→ **PROBLEM DESCRIPTION**: What you return must be the data below, word for word, without any images.

(Data excerpts)
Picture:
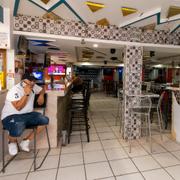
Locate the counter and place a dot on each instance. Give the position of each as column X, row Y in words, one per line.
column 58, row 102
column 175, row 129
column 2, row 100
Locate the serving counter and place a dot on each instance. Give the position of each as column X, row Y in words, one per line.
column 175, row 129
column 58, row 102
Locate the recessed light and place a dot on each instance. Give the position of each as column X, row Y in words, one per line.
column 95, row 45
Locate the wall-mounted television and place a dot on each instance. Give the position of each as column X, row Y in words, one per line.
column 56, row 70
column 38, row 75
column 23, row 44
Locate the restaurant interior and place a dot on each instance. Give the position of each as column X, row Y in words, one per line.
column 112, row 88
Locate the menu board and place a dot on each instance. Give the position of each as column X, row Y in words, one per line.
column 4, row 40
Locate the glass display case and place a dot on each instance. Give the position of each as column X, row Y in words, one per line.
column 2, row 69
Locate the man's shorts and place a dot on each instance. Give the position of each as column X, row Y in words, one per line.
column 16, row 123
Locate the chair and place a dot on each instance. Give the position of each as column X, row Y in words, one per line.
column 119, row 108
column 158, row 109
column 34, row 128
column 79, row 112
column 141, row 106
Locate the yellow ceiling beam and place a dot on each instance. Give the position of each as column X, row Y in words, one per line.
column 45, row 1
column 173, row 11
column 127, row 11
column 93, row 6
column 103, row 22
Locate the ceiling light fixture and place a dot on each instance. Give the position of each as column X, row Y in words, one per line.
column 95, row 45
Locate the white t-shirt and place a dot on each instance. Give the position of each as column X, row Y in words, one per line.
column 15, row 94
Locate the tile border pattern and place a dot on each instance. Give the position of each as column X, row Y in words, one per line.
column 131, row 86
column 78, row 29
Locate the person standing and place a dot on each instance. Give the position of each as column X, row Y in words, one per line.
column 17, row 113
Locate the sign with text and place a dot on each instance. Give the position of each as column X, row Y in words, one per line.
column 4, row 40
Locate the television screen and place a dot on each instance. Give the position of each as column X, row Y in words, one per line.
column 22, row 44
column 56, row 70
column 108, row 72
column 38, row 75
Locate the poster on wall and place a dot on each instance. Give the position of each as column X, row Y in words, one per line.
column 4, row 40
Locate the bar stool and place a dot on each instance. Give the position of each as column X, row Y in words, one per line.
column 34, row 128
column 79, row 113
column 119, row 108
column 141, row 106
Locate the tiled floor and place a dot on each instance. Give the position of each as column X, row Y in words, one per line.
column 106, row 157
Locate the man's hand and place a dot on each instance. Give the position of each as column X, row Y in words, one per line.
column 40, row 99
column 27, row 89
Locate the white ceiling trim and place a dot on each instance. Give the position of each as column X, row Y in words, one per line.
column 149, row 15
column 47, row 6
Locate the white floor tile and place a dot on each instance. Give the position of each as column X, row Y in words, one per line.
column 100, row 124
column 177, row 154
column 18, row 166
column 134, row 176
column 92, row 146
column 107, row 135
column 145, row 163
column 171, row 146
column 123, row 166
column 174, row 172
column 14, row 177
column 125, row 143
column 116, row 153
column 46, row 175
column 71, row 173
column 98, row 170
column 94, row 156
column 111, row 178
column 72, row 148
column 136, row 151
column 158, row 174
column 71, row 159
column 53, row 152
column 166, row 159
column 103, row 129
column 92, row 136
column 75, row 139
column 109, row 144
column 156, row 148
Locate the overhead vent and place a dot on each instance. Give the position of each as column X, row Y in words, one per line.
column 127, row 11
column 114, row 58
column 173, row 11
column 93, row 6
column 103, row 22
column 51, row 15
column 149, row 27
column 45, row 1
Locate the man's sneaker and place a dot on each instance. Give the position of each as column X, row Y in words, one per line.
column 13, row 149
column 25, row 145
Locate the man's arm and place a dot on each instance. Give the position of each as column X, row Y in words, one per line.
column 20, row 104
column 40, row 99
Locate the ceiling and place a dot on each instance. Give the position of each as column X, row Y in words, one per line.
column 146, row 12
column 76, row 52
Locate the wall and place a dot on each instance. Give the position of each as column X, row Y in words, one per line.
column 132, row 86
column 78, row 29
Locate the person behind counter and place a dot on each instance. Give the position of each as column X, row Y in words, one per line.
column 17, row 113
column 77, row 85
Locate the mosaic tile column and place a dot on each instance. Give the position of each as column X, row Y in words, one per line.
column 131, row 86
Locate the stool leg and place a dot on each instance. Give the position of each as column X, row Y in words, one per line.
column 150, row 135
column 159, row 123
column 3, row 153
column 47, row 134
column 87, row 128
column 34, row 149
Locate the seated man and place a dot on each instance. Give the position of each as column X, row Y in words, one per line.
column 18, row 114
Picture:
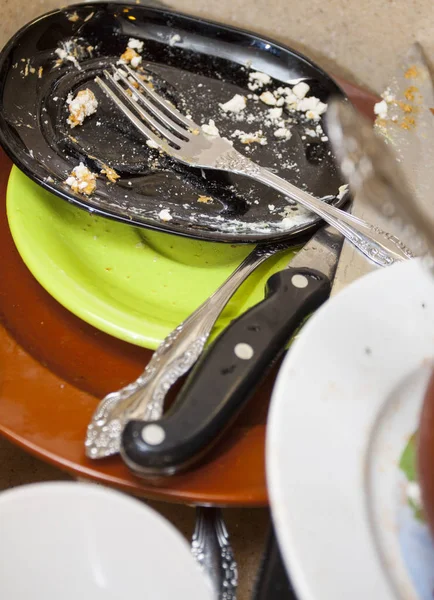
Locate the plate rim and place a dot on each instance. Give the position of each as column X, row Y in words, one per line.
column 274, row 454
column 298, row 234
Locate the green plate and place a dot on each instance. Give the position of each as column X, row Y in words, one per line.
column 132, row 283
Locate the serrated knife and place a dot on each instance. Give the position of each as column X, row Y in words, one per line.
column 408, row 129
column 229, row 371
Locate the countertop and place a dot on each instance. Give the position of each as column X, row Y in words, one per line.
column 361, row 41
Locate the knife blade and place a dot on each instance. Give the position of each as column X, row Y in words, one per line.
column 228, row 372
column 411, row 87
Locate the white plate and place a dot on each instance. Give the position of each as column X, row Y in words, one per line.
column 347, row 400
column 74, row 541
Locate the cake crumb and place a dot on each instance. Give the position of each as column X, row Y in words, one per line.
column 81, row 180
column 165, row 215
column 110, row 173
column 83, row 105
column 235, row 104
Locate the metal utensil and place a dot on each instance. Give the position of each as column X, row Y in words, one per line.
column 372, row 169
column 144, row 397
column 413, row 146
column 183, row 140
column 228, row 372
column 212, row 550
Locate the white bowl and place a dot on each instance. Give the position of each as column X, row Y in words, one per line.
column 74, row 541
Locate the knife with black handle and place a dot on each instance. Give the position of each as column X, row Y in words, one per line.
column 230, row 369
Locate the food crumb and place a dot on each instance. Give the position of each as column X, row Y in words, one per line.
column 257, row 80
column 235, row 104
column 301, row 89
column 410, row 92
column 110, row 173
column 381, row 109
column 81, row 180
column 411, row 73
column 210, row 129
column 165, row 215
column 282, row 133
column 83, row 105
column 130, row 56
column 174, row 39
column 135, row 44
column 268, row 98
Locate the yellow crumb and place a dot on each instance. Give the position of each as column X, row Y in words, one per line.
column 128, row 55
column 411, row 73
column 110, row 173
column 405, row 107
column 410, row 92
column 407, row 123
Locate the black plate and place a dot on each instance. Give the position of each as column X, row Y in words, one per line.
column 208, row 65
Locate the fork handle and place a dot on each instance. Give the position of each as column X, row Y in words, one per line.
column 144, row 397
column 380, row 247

→ **RESULT OF THE EXERCISE**:
Picture:
Locate the counter and place a dot on each instance. Give the position of each as column X, row Y in words, one per line.
column 58, row 102
column 175, row 129
column 2, row 100
Locate the serving counter and place a dot on each instance. Give the position of each as column X, row Y in words, one per line.
column 175, row 129
column 58, row 102
Locate the recessed light and place a dot on each instance. Give the position of each as column X, row Y in words, one per line.
column 95, row 45
Locate the wall-mounted television and place a dot on each instance. Give the position of each as column X, row Y in words, one per line.
column 56, row 70
column 38, row 75
column 23, row 44
Locate the restaurant interior and place a dot on each instance. Give the position of each as column X, row Y in words, one per line.
column 112, row 88
Locate the menu board and place a dot on each instance. Give the position of each as column X, row Y in words, one per line.
column 4, row 40
Locate the glass display case and place a dot on each instance. Give the position of each as column X, row Y in words, one per line.
column 2, row 69
Locate the man's shorts and place a dot on each instance. Give the position of each as column X, row Y in words, one per line.
column 16, row 123
Locate the chair and place a dot on each instance. Give the position of each as column X, row Y in words, one per line.
column 119, row 108
column 158, row 109
column 34, row 128
column 79, row 112
column 141, row 106
Locate the yellow ceiling beam and place a dot on each instance. Give the position of each as column X, row Y in words, one per line.
column 45, row 1
column 173, row 11
column 127, row 11
column 93, row 6
column 103, row 22
Locate the ceiling light fixture and place a dot on each instance. Give the position of each as column X, row Y in words, one per line.
column 95, row 45
Locate the white t-shirt and place a dot on each instance. Give the position of each as column X, row Y in words, one per line.
column 15, row 94
Locate the tile border pattern and place a dot on each instance. Give the position of each as column X, row Y in words, one per line.
column 131, row 86
column 78, row 29
Locate the person standing and place a dot on each instance. Give the position of each as column X, row Y in words, one per line.
column 17, row 113
Locate the sign with text and place a dot on each instance. Give the position of each as column X, row Y in words, one per line.
column 4, row 40
Locate the television screen and place a dot on each instance. Give the position of each as column X, row Y in words, one per line.
column 22, row 44
column 56, row 70
column 108, row 72
column 38, row 75
Locate the poster on wall and place a dot on each instance. Give the position of each as column X, row Y in words, one per line.
column 4, row 40
Locate the bar stool and place a dot on each instance. Give the position of each as column X, row Y in words, one per line.
column 34, row 128
column 79, row 113
column 119, row 108
column 141, row 106
Locate the tiled floor and place a dot on each instance. Give the position of each as column X, row Y in words, one per line.
column 106, row 157
Locate the man's hand and place a dot on each instance. Give the position of each as column X, row Y in words, one per line.
column 40, row 99
column 27, row 89
Locate the white ceiling trim and place a dot on each instance. Give the position of each as column X, row Y in words, one per line.
column 149, row 15
column 47, row 6
Locate the white floor tile and place a dot on each instance. Give the position of each as column X, row Y in words, one per line.
column 100, row 124
column 177, row 154
column 18, row 166
column 134, row 176
column 92, row 146
column 107, row 135
column 145, row 163
column 171, row 146
column 123, row 166
column 174, row 172
column 14, row 177
column 125, row 143
column 116, row 153
column 46, row 175
column 71, row 173
column 98, row 170
column 94, row 156
column 111, row 178
column 72, row 148
column 136, row 151
column 158, row 174
column 71, row 159
column 53, row 152
column 166, row 159
column 103, row 129
column 92, row 136
column 75, row 139
column 109, row 144
column 156, row 148
Locate the overhead vent and place a dot on each instance. Give the position of each as column X, row Y in words, one per line.
column 127, row 11
column 114, row 58
column 173, row 11
column 93, row 6
column 103, row 22
column 51, row 15
column 149, row 27
column 45, row 1
Locate the man's sneaker and place a dot on each instance. Give the position of each as column X, row Y in words, one per line.
column 13, row 149
column 25, row 145
Locate the man's arm and place a dot on each instance. Give the position of each as column X, row Y in words, one per line.
column 20, row 104
column 40, row 99
Locate the ceiling and place a dot on each instance. Give the position of each as column X, row Y in words, one per line.
column 146, row 12
column 76, row 52
Locate the wall and place a dot on each instance. Give the position of each as column X, row Y in words, one per line.
column 132, row 86
column 78, row 29
Locate the person behind counter and place a dot on each instance. Give the position of each as column X, row Y in words, one per line.
column 17, row 113
column 77, row 85
Locate the mosaic tile column and place a dot on each instance. Give the position of each as column X, row Y in words, one per line.
column 131, row 86
Locate the stool leg and place a dot on each instance. Give the position of each as column X, row Y in words, one per line.
column 150, row 135
column 159, row 123
column 3, row 153
column 47, row 134
column 87, row 128
column 34, row 149
Locate the seated man and place a dot on each instance. Give the position of each as column X, row Y in words, one per line.
column 18, row 114
Picture:
Locate the plate rim and place a dot on each instance. Give the position of each as column X, row Y in words, one per line.
column 274, row 454
column 298, row 234
Locate the green plate and place a dot on each instance. Give the position of each as column X, row Y in words, one per line.
column 132, row 283
Locate the serrated knife and place a dot on each instance. Give the position of each as column X, row Y in words, one per line.
column 408, row 129
column 229, row 371
Locate the countertop and place a dot on each instance. Give the position of each as column X, row Y in words, one per line.
column 361, row 41
Locate the knife blade and place a dot on each instance. Give the position of each as column X, row Y in words, one per line.
column 228, row 372
column 411, row 87
Locate the white plate and place a dot on each instance. Give the position of each as column X, row Y in words, one per line.
column 347, row 400
column 74, row 541
Locate the cake crumb and place a dot on each instance. Give the position of each as column X, row Y in words, one per line.
column 81, row 180
column 165, row 215
column 110, row 173
column 83, row 105
column 235, row 104
Locate the metal utensil and place a dot on each instance. Give the position of each as column X, row Y in words, one per line.
column 372, row 169
column 144, row 397
column 413, row 146
column 183, row 140
column 228, row 372
column 212, row 550
Locate the white bowl and place a dot on each instance. Give the position of each as column X, row Y in words, one per line.
column 74, row 541
Locate the knife with black handle and place a dot on each instance. Give the position of each as column X, row Y in words, one per line.
column 230, row 369
Locate the food crumb and place a dot on each instance. Give the position of each as column X, row Y in words, one per line.
column 257, row 80
column 235, row 104
column 301, row 89
column 410, row 92
column 110, row 173
column 381, row 109
column 81, row 180
column 411, row 73
column 210, row 129
column 165, row 215
column 282, row 133
column 83, row 105
column 130, row 56
column 174, row 39
column 135, row 44
column 268, row 98
Locate the yellow crumb and place a dot on each instance. Give the position of each as column X, row Y in words, one per line.
column 128, row 55
column 411, row 73
column 110, row 173
column 405, row 107
column 410, row 92
column 407, row 123
Locate the black plate and place a dot on each instance. Give the position of each as column X, row Y in words, one per line.
column 208, row 65
Locate the fork handle and place a dot on each instance. Give the position of each as column X, row Y in words, one per line.
column 144, row 397
column 380, row 247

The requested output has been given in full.